:: DOCUMENT EXTRACT

These are variants lacking evidence for classification as pathogenic or likely pathogenic (5). Examples include novel missense variants in constrained genes where the amino acid substitution is predicted to have a deleterious effect upon protein function. Any individual has about 100 variants of this type and should be treated as “uncertain until proven guilty” (18).

Why are errors in the interpretation of genetic variants common in both academic and diagnostic reports?

Misinterpretation of genetic variants is common, both in the published literature (19) and in reports from diagnostic laboratories. Next-generation sequencing technology has facilitated both the ease and scale of genetic testing, but obtaining genotype data is far more straightforward than interpreting it correctly.

Academic studies often use bespoke criteria for defining pathogenicity rather than applying guidelines developed to improve the quality and consistency of variant interpretation (5). Studies may base their variant classifications solely on in silico prediction of pathogenicity using tools such as REVEL or SIFT, PolyPhen, and MutationTaster that provide only supporting evidence within the ACMG/AMP guidelines framework recommended for diagnostic reporting (5).

::::
:: RECORDS PROVIDED

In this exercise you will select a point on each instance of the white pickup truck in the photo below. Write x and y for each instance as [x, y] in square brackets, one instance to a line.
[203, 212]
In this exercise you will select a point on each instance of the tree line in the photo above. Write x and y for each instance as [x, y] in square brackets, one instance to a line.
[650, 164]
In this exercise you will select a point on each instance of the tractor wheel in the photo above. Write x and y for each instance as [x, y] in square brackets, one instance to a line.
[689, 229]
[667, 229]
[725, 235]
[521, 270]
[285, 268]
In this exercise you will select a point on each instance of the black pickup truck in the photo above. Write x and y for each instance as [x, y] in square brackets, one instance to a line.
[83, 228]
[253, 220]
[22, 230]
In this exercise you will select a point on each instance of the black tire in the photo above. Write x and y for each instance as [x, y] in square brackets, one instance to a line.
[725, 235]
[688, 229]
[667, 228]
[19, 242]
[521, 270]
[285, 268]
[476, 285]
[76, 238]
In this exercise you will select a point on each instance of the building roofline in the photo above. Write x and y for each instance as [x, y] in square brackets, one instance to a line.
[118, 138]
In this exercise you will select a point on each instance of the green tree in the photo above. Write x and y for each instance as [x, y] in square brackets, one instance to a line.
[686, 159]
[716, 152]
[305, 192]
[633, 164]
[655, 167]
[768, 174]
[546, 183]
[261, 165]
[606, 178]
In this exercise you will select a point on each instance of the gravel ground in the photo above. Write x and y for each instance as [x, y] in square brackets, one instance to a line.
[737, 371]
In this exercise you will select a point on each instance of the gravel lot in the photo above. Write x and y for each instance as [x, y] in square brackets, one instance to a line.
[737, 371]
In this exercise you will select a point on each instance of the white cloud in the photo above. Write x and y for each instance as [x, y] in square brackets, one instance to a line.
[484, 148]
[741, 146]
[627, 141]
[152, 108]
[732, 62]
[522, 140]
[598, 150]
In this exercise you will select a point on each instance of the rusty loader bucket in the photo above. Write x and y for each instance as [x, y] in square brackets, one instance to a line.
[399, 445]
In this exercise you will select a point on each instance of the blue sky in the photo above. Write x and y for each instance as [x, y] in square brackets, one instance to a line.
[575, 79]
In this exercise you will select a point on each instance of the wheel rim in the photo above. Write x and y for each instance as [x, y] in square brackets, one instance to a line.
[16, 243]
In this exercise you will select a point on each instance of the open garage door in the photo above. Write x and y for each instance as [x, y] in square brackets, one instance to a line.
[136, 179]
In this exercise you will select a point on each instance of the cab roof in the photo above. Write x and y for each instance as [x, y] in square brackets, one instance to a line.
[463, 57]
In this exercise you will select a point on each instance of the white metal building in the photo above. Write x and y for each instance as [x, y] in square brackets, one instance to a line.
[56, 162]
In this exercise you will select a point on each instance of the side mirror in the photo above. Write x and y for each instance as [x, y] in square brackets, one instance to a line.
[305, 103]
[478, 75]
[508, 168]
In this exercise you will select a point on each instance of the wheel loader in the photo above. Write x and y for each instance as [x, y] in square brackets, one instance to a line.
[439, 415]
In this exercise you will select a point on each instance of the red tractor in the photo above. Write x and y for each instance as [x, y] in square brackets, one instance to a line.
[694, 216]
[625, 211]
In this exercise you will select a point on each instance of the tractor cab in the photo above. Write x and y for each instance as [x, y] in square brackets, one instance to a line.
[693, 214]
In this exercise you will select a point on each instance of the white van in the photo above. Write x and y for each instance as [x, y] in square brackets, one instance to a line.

::::
:: RECORDS PROVIDED

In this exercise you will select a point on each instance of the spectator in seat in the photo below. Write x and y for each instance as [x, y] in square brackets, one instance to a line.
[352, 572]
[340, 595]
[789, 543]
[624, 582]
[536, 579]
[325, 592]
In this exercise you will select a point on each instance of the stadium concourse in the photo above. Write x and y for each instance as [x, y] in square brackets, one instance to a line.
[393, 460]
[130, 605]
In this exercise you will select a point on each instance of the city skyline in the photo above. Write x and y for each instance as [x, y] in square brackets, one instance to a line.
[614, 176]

::::

### WORK REQUEST 1
According to the passage on genetic variant interpretation, what has made genetic testing easier and larger in scale?
### WORK REQUEST 2
How would you sum up the passage on genetic variant interpretation in two sentences?
### WORK REQUEST 3
Could you carry on the passage on genetic variant interpretation from where it stops?

### ANSWER SECTION 1
Next-generation sequencing technology.

### ANSWER SECTION 2
Genetic variants are often misinterpreted in published studies and diagnostic reports, and while next-generation sequencing has made testing easier and broader, obtaining genotype data is far simpler than interpreting it correctly. Academic studies frequently use bespoke pathogenicity criteria instead of established guidelines, and some classify variants solely with in silico prediction tools that count only as supporting evidence under the ACMG/AMP framework.

### ANSWER SECTION 3
The availability of large variant data sets such as the gnomAD (11) has shown that many previously reported pathogenic variants are too common to be highly penetrant disease-causing variants (20). In some cases the evidence supporting gene-disease associations is no longer valid, but publications refuting these genes are rare and may consider only a single putative mutation (21, 22). The utility of population variant databases will increase as more exome and genome sequence data are aggregated from a wider range of populations (11).

An overemphasis on bioinformatic tools for predicting pathogenicity has resulted in false positive assertions. Although curated databases of pathogenic/likely pathogenic variants are widely used, the level of curating varies, and there are often insufficient data available for users to assess the provenance of individual variant pathogenicity assertions.

The prior probability of a monogenic etiology is an important consideration for variant classification. For monogenic diabetes the prior probability will be low because only a small proportion of patients with diabetes have a monogenic subtype (3.6% of patients diagnosed at age ≤ 30 years; ref. 23). Sensitivity/specificity estimates for pathogenicity prediction tools like REVEL and PolyPhen are calculated from a set of pathogenic and benign variants in genes with a higher likelihood of a monogenic etiology (24).

How can the accuracy of variant interpretation and reporting be improved?

A number of initiatives are addressing various aspects of variant interpretation. For example the NIH-funded ClinGen resource (https://clinicalgenome.org/) includes curating of gene-disease validity evidence, the ClinVar variant repository, and expert groups developing gene- or disease-specific criteria for variant classification. Sharing genetic variant data on a global scale is an essential requirement (25).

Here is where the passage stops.